### Short problem
Select every row below that contains the word "market" and copy each of those rows in full.

(Records excerpted from a collection)
::::::::

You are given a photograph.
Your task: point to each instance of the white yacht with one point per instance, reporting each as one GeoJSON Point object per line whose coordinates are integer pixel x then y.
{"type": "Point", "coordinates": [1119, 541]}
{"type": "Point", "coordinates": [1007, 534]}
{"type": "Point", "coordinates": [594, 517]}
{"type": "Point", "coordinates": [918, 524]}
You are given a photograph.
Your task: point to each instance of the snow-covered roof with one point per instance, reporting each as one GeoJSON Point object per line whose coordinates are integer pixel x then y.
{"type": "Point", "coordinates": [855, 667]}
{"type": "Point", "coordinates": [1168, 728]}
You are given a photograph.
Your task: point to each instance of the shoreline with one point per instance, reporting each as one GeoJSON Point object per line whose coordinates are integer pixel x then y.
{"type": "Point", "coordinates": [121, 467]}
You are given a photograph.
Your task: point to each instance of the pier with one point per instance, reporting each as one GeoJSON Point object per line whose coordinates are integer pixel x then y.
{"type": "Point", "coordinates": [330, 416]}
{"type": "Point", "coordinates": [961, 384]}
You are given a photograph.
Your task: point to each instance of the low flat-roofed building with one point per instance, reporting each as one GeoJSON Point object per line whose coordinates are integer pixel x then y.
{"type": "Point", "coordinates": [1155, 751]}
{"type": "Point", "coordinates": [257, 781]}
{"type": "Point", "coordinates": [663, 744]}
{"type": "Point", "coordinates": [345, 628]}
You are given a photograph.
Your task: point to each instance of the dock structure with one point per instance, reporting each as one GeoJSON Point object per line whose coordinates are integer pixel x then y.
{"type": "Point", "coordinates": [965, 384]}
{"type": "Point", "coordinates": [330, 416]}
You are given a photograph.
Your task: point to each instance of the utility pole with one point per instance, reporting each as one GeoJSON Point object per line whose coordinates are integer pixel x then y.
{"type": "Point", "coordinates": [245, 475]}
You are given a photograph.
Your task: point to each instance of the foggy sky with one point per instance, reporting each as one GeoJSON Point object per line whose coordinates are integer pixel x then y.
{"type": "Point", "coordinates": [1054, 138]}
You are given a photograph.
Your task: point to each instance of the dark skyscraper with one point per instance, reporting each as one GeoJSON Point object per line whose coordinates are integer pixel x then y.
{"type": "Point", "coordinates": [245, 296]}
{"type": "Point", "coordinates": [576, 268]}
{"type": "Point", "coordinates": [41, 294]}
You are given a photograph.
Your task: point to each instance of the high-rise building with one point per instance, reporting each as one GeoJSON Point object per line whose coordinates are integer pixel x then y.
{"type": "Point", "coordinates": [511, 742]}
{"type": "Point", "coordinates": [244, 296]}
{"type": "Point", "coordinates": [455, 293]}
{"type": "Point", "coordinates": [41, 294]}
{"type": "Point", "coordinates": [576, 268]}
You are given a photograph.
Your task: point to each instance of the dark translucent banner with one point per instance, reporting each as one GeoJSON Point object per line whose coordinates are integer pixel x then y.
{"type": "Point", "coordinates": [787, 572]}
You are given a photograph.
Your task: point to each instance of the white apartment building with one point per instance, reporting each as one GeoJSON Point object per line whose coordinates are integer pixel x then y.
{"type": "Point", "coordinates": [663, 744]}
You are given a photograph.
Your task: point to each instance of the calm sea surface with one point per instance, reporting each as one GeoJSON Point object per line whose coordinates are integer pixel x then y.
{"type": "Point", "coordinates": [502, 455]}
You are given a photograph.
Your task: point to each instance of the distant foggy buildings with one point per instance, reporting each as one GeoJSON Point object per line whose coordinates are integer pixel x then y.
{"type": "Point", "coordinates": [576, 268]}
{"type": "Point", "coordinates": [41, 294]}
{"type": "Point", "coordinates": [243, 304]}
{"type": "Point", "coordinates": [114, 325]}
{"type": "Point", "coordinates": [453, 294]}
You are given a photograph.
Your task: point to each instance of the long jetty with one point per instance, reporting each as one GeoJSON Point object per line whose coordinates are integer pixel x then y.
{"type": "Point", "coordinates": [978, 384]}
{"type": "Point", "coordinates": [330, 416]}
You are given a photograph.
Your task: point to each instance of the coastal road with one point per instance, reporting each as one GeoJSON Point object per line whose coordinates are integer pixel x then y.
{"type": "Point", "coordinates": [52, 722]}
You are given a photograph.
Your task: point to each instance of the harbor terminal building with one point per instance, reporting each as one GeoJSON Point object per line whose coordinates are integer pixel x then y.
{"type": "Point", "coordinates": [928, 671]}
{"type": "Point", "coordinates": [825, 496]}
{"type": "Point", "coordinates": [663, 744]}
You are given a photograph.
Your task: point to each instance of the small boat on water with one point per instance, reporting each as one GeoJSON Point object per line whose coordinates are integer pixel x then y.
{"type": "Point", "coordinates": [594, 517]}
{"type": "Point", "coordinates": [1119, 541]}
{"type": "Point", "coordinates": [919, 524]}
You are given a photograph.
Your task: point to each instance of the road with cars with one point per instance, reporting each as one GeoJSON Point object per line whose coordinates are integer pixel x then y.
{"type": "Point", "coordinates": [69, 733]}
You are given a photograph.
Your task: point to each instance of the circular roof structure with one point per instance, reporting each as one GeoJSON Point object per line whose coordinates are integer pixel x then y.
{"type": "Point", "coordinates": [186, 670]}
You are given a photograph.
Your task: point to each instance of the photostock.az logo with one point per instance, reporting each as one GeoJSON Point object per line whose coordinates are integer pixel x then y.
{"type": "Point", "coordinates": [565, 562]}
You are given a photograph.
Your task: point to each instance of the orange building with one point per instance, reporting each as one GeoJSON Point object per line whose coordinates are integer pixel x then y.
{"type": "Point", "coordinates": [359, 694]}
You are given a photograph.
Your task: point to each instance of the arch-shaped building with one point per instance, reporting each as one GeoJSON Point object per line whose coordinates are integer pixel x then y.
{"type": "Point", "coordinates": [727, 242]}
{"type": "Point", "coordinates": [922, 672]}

::::::::

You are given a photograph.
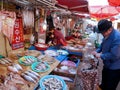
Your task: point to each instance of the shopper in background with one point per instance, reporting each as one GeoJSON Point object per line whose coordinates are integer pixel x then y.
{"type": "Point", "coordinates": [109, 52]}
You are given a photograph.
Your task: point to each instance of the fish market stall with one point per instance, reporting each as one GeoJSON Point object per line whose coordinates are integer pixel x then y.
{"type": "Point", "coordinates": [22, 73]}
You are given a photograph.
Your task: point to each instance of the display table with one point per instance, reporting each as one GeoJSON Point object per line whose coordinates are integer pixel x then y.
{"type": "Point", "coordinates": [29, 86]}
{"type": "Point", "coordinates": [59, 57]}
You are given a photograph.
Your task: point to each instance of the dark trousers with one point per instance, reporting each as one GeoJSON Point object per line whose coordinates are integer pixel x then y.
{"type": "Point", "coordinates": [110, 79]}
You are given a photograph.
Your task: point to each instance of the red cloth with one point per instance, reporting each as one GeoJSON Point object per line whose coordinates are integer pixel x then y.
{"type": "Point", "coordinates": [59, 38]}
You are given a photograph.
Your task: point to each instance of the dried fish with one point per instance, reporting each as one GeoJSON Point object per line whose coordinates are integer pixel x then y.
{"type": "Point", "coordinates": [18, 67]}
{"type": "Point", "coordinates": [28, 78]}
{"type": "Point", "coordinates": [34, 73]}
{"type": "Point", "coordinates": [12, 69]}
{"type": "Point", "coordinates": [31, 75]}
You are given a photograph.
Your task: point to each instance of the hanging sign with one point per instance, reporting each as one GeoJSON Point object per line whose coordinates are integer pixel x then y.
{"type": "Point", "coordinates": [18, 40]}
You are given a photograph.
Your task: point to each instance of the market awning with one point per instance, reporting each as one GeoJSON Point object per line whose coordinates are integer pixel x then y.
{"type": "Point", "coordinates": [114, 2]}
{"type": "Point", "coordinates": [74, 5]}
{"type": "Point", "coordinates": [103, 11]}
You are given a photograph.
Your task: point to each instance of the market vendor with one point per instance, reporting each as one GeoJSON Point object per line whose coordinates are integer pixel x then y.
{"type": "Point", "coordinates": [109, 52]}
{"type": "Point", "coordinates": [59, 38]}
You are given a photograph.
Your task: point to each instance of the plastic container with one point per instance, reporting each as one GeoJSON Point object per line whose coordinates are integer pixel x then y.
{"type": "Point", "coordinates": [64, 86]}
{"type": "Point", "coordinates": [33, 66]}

::::::::

### The answer
Your task: point to each instance of the fish market stall with one point per instance, reporting each as one GeoJSON Point object per line whose coordinates are integer pixel x then y.
Your task: point to each instance of the market awning with one point per instance, reporting each as one GeoJSON Point object per line whose coordinates are integer pixel x then y.
Your task: point to each instance of the market vendor with one point per instance, reporting each as one GeoJSON Point object per line whose coordinates are integer pixel x then y.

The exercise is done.